:: Description of the task ::
Reproduce the whole listing below without its pictures, exactly as written.
===============
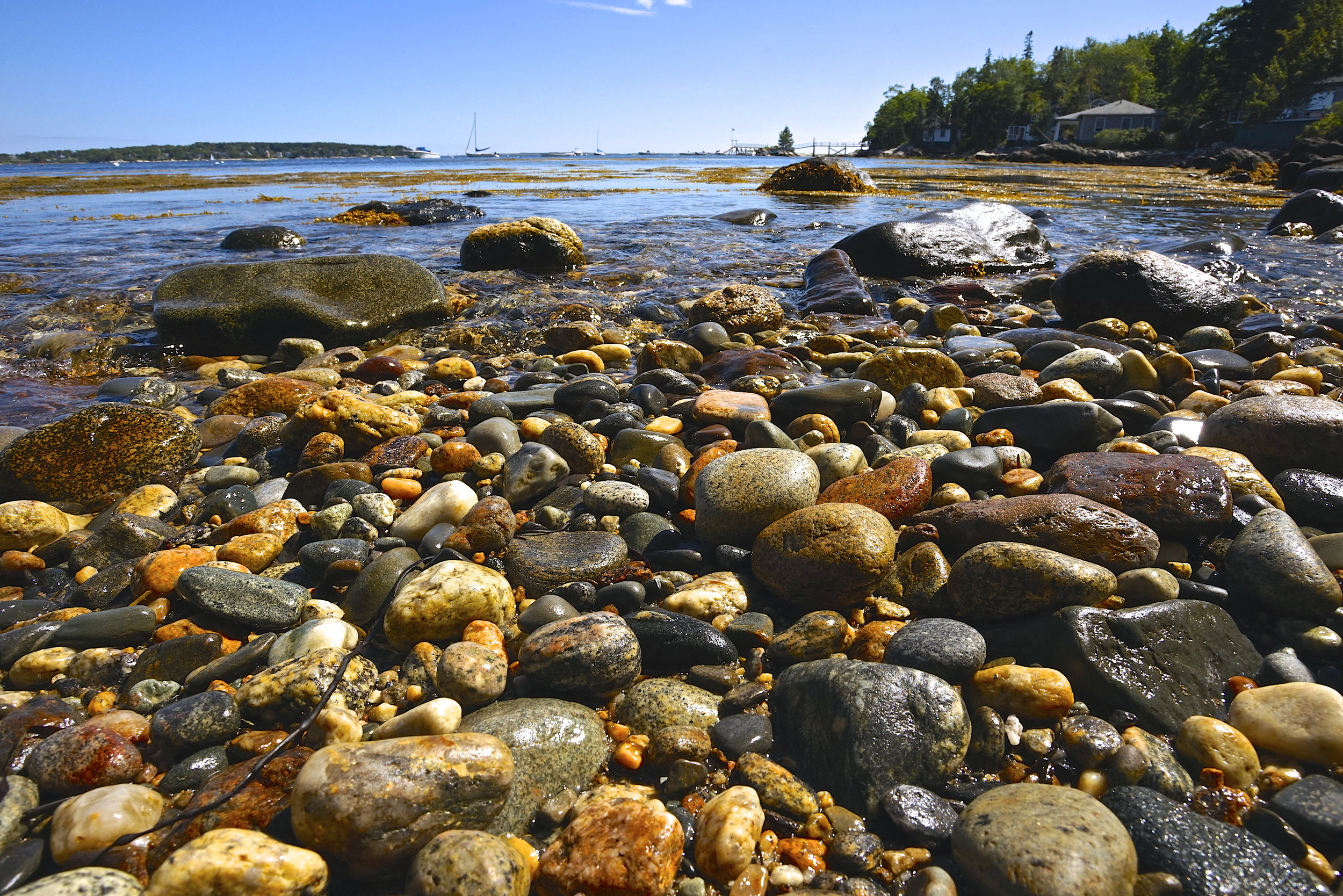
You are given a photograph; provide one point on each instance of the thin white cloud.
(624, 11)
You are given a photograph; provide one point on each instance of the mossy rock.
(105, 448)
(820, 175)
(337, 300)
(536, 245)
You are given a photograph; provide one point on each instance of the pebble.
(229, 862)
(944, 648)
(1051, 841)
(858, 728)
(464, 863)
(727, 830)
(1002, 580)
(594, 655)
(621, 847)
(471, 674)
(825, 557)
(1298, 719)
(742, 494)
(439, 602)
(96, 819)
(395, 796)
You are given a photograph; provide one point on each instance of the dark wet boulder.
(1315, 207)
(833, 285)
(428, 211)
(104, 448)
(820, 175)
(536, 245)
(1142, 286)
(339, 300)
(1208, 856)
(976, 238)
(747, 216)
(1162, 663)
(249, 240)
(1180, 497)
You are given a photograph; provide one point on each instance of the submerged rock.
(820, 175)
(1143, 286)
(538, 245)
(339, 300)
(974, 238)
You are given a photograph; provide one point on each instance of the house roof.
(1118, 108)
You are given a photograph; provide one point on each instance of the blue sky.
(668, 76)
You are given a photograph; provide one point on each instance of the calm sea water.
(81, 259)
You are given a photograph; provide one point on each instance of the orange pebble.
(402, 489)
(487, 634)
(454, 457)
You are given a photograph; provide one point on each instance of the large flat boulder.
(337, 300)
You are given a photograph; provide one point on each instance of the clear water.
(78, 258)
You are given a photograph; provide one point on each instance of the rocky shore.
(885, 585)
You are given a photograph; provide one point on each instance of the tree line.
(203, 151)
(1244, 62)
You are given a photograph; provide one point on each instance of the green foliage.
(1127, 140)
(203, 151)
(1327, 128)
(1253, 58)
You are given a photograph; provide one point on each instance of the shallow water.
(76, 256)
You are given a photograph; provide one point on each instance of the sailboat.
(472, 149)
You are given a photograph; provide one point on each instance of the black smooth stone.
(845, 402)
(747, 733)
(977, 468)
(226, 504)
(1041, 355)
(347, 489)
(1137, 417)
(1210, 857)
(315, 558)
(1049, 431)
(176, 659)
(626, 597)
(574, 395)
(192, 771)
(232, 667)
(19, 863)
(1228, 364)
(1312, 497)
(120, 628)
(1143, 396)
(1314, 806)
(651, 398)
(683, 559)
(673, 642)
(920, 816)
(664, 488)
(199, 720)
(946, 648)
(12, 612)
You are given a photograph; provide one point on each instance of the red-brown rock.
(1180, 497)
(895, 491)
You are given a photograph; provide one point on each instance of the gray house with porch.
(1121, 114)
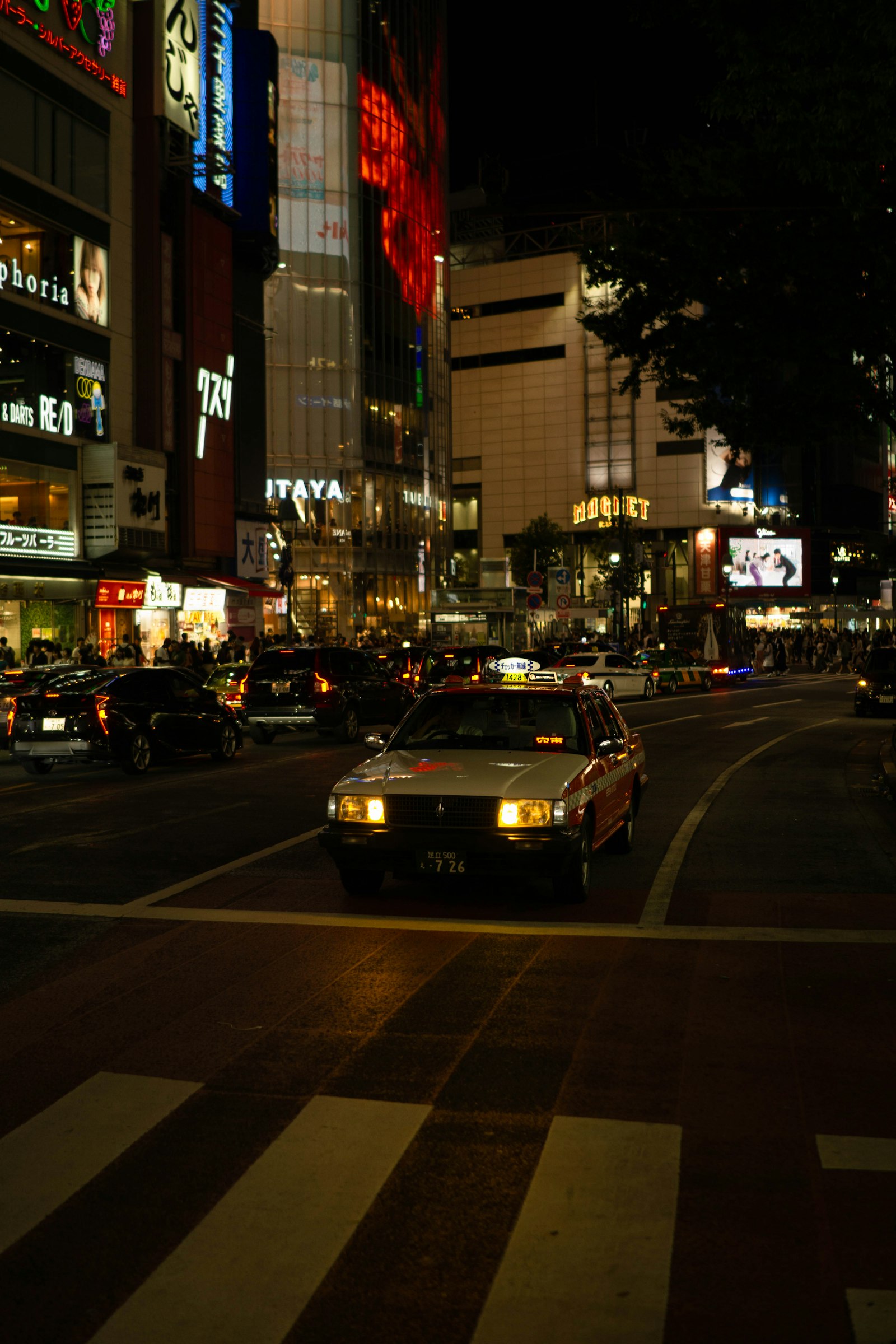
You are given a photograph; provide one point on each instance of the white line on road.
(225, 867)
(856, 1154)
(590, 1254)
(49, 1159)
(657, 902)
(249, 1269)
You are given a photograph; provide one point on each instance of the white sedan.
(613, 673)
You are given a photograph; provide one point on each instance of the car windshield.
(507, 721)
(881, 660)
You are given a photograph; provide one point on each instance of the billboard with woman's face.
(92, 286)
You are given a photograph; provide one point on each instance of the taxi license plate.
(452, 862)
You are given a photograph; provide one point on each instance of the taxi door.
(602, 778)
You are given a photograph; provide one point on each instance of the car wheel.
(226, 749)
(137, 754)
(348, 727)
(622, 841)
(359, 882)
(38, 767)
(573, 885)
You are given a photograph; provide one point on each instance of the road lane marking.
===============
:: Result for this exercise ::
You are given a photograph; provide one point on each instance of the thin white cloud.
(624, 11)
You are given a photograph; provide one point on each instance of the mossy rock.
(105, 448)
(820, 175)
(337, 300)
(536, 245)
You are given a photograph; provide one point on each instance of the pebble.
(229, 862)
(944, 648)
(1051, 841)
(858, 728)
(464, 863)
(727, 830)
(1002, 580)
(594, 655)
(621, 847)
(471, 674)
(825, 557)
(1298, 719)
(742, 494)
(439, 602)
(96, 819)
(395, 796)
You are given a photograph; provide one point on each instance of the dark wet boulder.
(1315, 207)
(833, 285)
(428, 211)
(104, 448)
(820, 175)
(536, 245)
(1142, 286)
(339, 300)
(1208, 856)
(976, 238)
(747, 216)
(1162, 663)
(249, 240)
(1180, 497)
You are given a photograph; provide one point on each instance of the submerged rock.
(820, 175)
(1143, 286)
(538, 245)
(339, 300)
(974, 238)
You are given a photograph; provide one point on each instance of the house roof.
(1118, 108)
You are given a photograph; provide one point on each instance of the blue sky.
(668, 76)
You are given a photograph; provide one point on each instance of the calm sea water.
(81, 259)
You are given a photograph; provide one point on each instance of the orange pebble.
(402, 489)
(487, 634)
(454, 457)
You are given a photograph; provide one point on each instance of the large flat boulder.
(337, 300)
You are given a photograph; provide one point on each instance of the clear water.
(78, 258)
You are given a photograph; provide one point on each instance of the rocky shore.
(885, 585)
You are given a photograph; provide one point on each instance of the tree line.
(203, 151)
(1244, 62)
You are given a photograph; provide one point on each instance of the green foliage.
(1127, 140)
(203, 151)
(1327, 128)
(1253, 58)
You are given a photograph; provide one point on each instance of the shallow water.
(76, 256)
You are given a photograph; provide one point on each instance of the sailboat.
(472, 149)
You are given a photograph; provide one point on each instance of the black smooth stone.
(845, 402)
(747, 733)
(977, 468)
(226, 504)
(1041, 355)
(347, 489)
(1137, 417)
(1210, 857)
(315, 558)
(1049, 431)
(176, 659)
(626, 597)
(574, 395)
(192, 771)
(232, 667)
(19, 863)
(1228, 364)
(1312, 497)
(120, 628)
(1143, 396)
(1314, 806)
(651, 398)
(683, 559)
(673, 642)
(920, 816)
(664, 488)
(199, 720)
(946, 648)
(12, 612)
You are given a photograph; provide one point on each instance of the red-brown rock.
(1180, 497)
(895, 491)
You are given a photograph; provide one point on each instance of the gray house with porch.
(1121, 114)
You are given a photograph; provide one point on each instance of the white line on road.
(225, 867)
(856, 1154)
(590, 1254)
(49, 1159)
(657, 902)
(249, 1269)
You are given a photograph; provide one point on each instance of the white sedan.
(613, 673)
You are given a photograph; provide one point on each instance of the car windshield.
(507, 721)
(881, 660)
You are given a photograph; provide one point on each instance of the billboard with woman's face.
(92, 286)
You are given a photograph; provide one point on each instance of the taxi license plate.
(452, 862)
You are given a photograph; provide one point on each instance of the taxi door.
(602, 778)
You are given a photograph; provide one point on each instance of the car wheel.
(226, 749)
(137, 754)
(348, 727)
(622, 841)
(359, 882)
(38, 767)
(573, 885)
You are given a photograph; provide one point on each instance of the road lane marking.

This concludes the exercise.